PROBLEM TO WORK ON:
Please rewrite the rows from the start through the line containing "(723, 1033)", both ends included, as a Markdown table with the columns No. and Text, giving each line its number and leaving out blank lines.

DATA ROWS:
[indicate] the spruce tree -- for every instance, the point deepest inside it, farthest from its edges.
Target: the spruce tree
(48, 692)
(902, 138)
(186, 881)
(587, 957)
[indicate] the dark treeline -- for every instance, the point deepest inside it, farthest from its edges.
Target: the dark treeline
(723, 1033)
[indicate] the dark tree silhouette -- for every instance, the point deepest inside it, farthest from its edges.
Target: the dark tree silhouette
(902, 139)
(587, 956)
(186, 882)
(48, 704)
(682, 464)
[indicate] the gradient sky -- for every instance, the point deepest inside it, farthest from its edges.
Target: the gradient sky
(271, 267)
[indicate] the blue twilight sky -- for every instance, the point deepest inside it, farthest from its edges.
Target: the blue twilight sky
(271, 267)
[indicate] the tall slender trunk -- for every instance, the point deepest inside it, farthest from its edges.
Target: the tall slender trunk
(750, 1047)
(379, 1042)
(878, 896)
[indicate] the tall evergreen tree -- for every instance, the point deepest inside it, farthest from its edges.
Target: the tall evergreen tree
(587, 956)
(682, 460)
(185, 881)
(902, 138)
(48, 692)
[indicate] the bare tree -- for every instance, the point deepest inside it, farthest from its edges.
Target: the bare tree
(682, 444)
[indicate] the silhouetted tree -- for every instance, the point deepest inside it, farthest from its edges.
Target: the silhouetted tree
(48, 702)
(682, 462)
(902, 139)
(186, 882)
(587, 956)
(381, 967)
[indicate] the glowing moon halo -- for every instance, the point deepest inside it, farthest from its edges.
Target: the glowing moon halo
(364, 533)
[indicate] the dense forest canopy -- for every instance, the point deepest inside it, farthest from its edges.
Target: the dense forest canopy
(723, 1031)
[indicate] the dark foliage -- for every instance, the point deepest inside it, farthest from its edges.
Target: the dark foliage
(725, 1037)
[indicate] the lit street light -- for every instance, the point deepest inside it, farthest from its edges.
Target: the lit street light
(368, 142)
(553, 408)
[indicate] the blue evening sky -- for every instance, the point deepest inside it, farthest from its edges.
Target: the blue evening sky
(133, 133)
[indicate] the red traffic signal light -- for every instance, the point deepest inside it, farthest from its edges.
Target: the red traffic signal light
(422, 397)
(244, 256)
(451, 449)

OUTPUT BELOW:
| No. | Text |
|---|---|
| 1 | [indicate] the spruce tree -- for every instance, the point deepest inside it, farthest from its edges. |
| 2 | Target: the spruce tree |
| 3 | (48, 692) |
| 4 | (902, 138) |
| 5 | (186, 881) |
| 6 | (587, 957) |
| 7 | [indicate] the dark treeline -- for every instance, the point deepest inside it, farthest from its edges. |
| 8 | Target: the dark treeline |
| 9 | (723, 1033) |